• PROBLEM STATEMENT: Count how many lines in the records below contain the word "woman", with case counting, and reply with the number alone.

• LISTED RECORDS:
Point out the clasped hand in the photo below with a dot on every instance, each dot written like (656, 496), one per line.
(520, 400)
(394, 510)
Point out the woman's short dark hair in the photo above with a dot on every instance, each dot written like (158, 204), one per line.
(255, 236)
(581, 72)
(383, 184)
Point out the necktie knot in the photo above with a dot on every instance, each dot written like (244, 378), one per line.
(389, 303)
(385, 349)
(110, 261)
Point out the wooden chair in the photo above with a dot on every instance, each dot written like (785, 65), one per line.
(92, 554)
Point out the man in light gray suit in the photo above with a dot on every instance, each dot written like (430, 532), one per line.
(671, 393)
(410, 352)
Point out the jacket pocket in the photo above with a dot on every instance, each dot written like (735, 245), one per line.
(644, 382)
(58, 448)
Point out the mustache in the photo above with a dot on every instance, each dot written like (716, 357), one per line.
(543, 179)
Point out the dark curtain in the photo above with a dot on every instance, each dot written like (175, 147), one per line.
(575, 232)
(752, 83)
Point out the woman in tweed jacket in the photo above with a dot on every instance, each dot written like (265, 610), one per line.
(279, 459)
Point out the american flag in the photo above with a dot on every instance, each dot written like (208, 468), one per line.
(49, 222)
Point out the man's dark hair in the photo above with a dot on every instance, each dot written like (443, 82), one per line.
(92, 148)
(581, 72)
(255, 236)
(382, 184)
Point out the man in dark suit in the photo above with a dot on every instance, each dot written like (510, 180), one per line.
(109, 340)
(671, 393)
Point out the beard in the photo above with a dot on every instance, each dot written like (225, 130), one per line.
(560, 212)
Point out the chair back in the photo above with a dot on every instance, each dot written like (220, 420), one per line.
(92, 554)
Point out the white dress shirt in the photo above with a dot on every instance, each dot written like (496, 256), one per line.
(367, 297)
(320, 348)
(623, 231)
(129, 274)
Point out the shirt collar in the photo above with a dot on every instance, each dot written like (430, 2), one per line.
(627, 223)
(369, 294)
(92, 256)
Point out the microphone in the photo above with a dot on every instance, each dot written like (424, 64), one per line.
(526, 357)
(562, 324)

...

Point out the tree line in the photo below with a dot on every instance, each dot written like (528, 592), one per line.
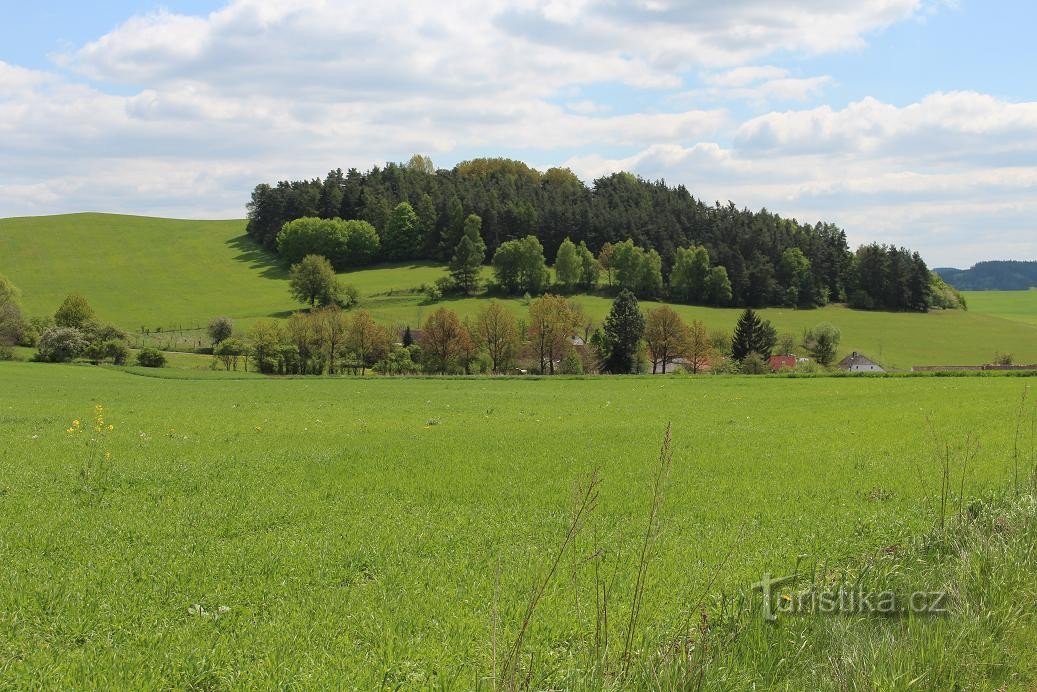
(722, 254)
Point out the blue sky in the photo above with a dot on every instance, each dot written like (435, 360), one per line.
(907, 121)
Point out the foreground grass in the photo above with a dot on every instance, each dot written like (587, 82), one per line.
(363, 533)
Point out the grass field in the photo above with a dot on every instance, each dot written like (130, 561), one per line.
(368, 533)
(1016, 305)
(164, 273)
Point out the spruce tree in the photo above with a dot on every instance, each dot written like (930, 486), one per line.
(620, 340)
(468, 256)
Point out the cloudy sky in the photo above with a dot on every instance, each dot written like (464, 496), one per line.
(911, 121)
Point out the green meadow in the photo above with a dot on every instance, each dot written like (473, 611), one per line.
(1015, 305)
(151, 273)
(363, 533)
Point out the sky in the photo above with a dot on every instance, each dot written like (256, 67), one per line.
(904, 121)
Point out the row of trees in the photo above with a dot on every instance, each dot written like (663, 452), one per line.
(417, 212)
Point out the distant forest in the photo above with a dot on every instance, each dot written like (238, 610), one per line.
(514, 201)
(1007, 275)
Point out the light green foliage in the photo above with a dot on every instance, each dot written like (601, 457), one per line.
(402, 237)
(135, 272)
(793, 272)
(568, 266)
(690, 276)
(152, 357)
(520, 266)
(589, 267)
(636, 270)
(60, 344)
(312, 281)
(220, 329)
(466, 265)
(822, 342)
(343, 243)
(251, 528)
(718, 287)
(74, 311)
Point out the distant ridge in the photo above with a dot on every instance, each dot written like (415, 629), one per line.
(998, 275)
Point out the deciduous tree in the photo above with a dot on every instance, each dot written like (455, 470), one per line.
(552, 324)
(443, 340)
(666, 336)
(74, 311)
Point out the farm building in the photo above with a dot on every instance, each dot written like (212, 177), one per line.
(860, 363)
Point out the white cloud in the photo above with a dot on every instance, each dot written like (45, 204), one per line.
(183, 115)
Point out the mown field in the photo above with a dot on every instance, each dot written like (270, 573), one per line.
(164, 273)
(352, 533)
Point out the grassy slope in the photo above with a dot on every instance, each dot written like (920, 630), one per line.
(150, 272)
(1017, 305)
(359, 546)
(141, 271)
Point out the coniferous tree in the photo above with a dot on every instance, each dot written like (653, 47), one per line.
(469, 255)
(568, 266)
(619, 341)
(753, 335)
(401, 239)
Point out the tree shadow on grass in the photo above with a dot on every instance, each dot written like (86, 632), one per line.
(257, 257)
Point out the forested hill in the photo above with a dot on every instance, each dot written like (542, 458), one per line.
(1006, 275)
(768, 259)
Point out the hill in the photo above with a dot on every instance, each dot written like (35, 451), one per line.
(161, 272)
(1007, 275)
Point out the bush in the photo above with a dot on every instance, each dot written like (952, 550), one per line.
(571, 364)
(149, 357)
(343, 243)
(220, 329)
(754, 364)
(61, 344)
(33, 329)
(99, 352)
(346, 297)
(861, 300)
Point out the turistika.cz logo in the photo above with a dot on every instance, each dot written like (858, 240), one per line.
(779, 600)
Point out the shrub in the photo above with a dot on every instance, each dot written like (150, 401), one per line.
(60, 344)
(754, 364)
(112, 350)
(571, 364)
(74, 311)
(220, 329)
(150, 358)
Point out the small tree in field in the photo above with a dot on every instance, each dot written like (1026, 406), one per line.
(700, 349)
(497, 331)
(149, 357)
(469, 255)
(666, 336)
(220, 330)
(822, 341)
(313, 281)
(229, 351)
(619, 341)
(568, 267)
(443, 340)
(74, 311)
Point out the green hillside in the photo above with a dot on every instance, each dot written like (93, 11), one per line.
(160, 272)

==

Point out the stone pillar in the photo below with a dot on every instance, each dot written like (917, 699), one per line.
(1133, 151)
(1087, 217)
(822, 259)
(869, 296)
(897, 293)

• SOLUTION TO THE EXERCISE: 2